To do:
After locating the line that contains "Look at the photo above. For each instance of the gray" in the following entries, reproduce it and each later line exactly, including the last.

Data provided:
================
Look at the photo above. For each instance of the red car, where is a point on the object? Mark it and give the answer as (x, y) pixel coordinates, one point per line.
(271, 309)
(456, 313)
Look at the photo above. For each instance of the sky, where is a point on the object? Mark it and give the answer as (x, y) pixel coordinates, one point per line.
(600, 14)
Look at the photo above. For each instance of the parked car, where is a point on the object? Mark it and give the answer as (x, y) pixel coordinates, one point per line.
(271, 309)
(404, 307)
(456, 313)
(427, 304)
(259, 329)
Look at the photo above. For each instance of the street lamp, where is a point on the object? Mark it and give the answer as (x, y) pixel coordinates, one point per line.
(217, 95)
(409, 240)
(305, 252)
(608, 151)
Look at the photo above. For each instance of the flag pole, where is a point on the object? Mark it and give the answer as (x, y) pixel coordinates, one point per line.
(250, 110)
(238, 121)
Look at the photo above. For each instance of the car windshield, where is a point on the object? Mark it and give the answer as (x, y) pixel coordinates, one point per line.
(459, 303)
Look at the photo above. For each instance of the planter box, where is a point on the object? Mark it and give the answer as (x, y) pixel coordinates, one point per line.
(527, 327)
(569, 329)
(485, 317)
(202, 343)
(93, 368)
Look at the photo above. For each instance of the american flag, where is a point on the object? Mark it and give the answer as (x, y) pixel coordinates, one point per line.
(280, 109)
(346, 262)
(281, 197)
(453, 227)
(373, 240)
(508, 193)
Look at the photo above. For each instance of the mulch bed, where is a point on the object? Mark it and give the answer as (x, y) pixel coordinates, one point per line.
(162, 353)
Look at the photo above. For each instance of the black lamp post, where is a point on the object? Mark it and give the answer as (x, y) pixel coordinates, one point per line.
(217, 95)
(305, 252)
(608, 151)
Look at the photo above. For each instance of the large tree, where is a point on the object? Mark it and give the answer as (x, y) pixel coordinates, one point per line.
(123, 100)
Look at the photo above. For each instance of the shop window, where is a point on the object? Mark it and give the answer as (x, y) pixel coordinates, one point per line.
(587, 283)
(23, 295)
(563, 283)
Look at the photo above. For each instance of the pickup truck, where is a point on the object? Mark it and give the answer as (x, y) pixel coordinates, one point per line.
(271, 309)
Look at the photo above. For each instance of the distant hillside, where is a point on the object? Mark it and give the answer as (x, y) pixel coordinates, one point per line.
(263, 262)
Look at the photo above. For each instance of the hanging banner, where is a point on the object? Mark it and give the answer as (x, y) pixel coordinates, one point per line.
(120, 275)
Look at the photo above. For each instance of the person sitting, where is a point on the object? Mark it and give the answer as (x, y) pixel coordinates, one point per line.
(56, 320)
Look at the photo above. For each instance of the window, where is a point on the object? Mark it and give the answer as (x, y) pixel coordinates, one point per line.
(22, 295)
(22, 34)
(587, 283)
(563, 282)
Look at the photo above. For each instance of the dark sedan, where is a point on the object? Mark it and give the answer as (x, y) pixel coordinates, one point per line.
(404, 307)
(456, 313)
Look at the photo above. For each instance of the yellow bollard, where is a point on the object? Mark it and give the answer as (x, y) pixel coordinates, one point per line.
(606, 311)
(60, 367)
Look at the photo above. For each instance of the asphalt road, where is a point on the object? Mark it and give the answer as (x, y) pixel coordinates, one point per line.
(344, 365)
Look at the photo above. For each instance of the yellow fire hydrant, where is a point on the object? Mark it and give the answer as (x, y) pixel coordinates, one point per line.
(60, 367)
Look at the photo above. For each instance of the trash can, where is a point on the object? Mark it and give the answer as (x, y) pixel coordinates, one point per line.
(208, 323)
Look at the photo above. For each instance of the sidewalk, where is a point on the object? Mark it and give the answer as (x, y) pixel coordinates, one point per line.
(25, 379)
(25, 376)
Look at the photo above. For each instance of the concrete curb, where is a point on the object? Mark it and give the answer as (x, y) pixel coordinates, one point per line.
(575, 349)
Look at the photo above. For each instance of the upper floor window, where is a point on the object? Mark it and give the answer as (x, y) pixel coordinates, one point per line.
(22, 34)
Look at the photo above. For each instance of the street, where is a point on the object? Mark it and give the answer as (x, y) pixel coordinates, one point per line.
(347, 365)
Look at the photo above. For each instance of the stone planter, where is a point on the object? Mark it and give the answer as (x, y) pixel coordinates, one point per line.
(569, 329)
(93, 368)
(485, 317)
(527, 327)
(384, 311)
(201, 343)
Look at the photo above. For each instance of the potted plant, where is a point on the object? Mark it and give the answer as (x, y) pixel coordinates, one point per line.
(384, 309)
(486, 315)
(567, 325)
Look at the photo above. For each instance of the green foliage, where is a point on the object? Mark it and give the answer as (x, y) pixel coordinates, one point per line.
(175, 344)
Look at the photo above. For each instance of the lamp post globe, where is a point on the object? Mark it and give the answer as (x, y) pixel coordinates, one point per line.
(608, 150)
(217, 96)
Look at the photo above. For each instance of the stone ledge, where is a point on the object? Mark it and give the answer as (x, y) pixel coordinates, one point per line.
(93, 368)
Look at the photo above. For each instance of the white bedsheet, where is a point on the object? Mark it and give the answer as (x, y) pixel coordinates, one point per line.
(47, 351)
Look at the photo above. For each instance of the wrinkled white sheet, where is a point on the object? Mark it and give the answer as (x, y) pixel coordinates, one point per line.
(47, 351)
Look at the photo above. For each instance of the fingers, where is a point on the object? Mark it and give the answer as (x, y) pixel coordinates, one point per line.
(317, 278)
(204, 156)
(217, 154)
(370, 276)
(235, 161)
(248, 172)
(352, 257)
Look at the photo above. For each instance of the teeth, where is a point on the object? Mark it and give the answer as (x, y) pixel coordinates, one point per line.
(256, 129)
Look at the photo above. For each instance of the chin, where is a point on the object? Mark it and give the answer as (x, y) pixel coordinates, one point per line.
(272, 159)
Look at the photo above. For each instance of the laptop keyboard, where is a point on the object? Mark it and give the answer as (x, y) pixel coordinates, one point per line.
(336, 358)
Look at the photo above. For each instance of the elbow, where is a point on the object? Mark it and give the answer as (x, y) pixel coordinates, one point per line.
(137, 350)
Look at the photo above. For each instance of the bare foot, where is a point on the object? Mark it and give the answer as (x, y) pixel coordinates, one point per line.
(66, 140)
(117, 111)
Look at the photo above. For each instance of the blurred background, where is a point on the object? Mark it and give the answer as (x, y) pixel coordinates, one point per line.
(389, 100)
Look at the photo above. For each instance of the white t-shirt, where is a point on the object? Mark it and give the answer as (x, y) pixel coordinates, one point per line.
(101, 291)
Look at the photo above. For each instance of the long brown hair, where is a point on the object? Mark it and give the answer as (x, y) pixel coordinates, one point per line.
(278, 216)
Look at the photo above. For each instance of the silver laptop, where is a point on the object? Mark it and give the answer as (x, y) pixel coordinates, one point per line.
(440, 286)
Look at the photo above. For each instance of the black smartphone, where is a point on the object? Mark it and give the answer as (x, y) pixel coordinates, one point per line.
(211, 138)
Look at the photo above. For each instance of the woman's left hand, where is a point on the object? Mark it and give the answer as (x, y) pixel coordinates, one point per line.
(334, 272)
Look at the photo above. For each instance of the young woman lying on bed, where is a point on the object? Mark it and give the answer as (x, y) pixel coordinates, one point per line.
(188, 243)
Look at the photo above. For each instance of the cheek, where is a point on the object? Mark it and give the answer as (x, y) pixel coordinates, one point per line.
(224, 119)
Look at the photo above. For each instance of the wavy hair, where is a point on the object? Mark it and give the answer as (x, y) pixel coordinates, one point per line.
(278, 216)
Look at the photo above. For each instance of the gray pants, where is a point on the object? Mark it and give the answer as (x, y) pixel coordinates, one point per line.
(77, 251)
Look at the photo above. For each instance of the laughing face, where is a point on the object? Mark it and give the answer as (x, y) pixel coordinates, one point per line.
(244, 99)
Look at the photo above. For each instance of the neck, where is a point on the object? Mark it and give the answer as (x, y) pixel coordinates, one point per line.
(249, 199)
================
Answer:
Look at the photo above. For each instance of the gray pants, where is a point on the object? Mark it and give the answer as (x, y) pixel coordinates, one point per line.
(77, 251)
Look at the photo above. For each instance of the laughing face, where is a point on the object? Mark it and give the answer as (x, y) pixel coordinates, one point per line.
(244, 99)
Look at the photo above. For each instance of the neck, where is a point on the object? Mark it and give the answer as (x, y) pixel coordinates, one point per line.
(249, 199)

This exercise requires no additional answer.